─── SOURCE TEXT ───

Monday, 8 September 2014

Literacy and Human Development

“Literacy is not a luxury; it is a right and a responsibility. If our world is to meet the challenges of the
twenty-first century we must harness the energy and creativity of all our citizens.” – President Bill
Clinton
Literacy is a human right and not a privilege. It is imperative that as humans’ beings we are afforded the opportunity to read and write. Literacy provides an avenue for both social and human development and acts as a tool for personal empowerment. In recognition of this fact each year the United Nations (UN) set aside September 8 to celebrate International Literacy Day. The theme for the 2014 literacy day is “Literacy and Sustainable Development”.
Literacy is the ability to use printed and written information to function in society. Literacy provides us with the ability to achieve our personal goals, as well as, develop our knowledge and skills set. Literacy is critical to the economic and social development of a society more so in a globalized world. A society with high literacy levels is a progressive society. Interestingly, as the society evolves so too has the definition of literacy. Literacy over the years has expanded to include among new literacies, such as literacy in media, financial literacy, and literacy in information and communication technologies. We now view literacy as both task and skills based. The task-based definition of literacy highlights the everyday literacy tasks an adult can and cannot perform, while on the other hand the skills based components of literacy focuses on the knowledge and skills an adult must possess in order to perform word-recognition skills as well as skills necessary to draw inferences.

───

PROBLEM SET
1. Name every new literacy that the essay on literacy says the definition of literacy has expanded to include.
2. According to the essay on literacy, what was the theme of the 2014 International Literacy Day?
3. Extend the essay on literacy, beginning after its final sentence.
The data that follow are not required for any of the work here.

─── SUPPLIED RECORDS ───

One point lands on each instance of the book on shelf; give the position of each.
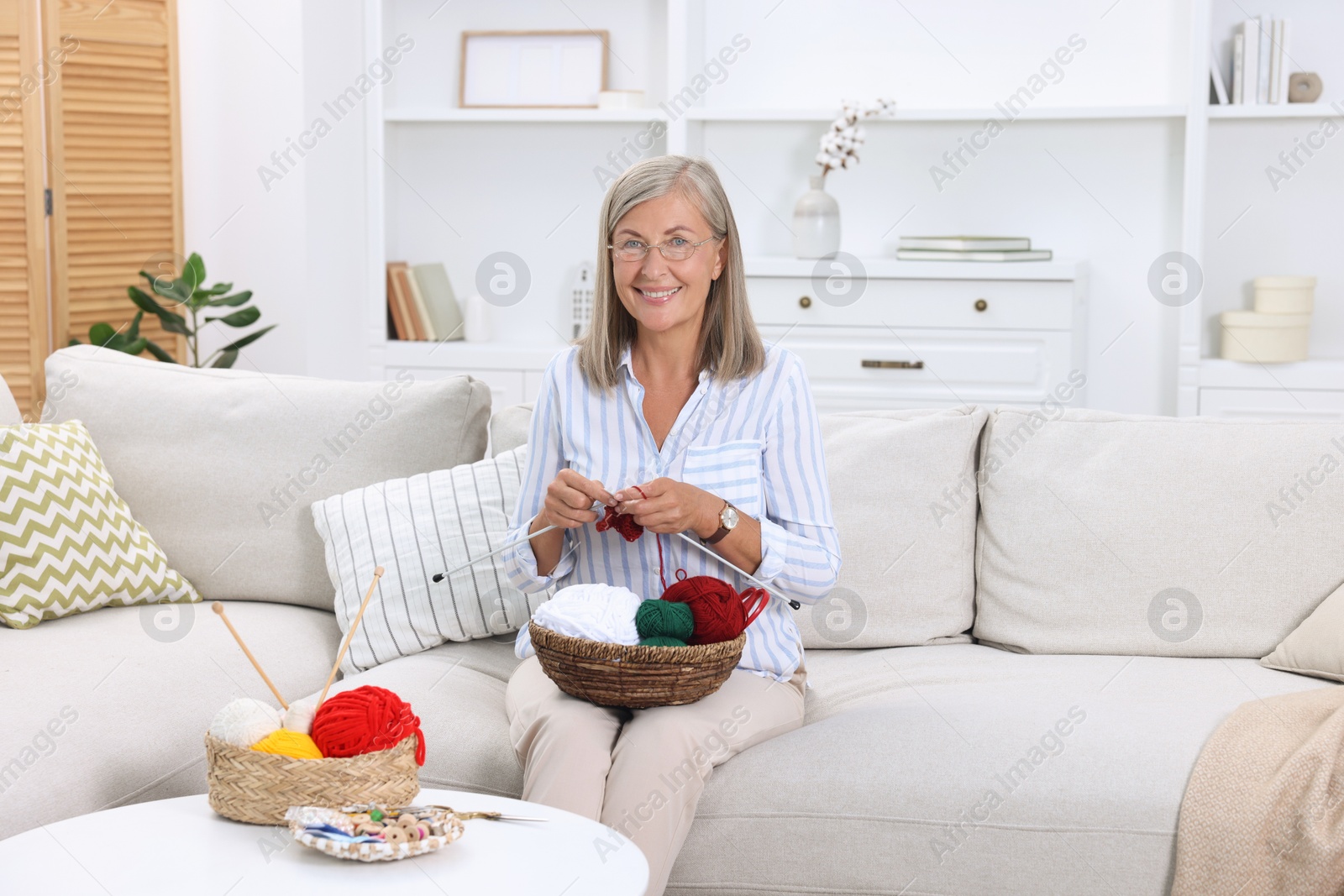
(1261, 62)
(974, 255)
(967, 244)
(445, 316)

───

ANSWERS TO THE EXERCISE
1.
- Literacy in media
- Financial literacy
- Literacy in information and communication technologies

2. The theme was "Literacy and Sustainable Development."

3.
A student for example, may have challenges reading a text; however, that same student may have mastered literacy in other areas for example in Information Technology.
Disturbingly, more than 774 million of the world’s adults are unable to read. Of this number nearly two-thirds are women. It is estimated that worldwide 123 million children lack the skills to be literate.
In an effort to meet the United Nations Millennium Development Goal of 100 per cent literacy by 2015, Jamaica has been working feverishly with agencies such as Jamaica Foundation for Lifelong Learning (JFLL) to achieve this. Against this background the Alternative Secondary Transitional Education Programme (ASTEP) was designed to improve the literacy rate among Jamaican students. This two year intervention programme is aimed at rescuing those students who had failed to master the Grade Four Literacy Test (GFLT). It is rather interesting to note that the ASTEP programme has become a male initiative, since most of the students enrolled are primarily boys.  Upon closer examination of Jamaica’s literacy rate using sex disaggregated data we clearly see that males have a lower rate at 84.1 per cent when compared to females at 91 per cent. Jamaica is ranked at 118, with a literacy rate of 86.4% listed on the 2011 Human Development Report published by the United Nations. Our Caribbean neighbours of Cuba and Barbados are ranked among the top five countries. Cuba is ranked at number 2 with a literacy rate of 99.8 per cent while Barbados is fifth with a literacy rate of 99.7 per cent.
While much effort and resources have been invested by successive governments over the years to improve the levels of literacy in the society a number debilitating factors are ever present and indeed threatening to erode and or slow the gains we have made over the years to eradicate illiteracy.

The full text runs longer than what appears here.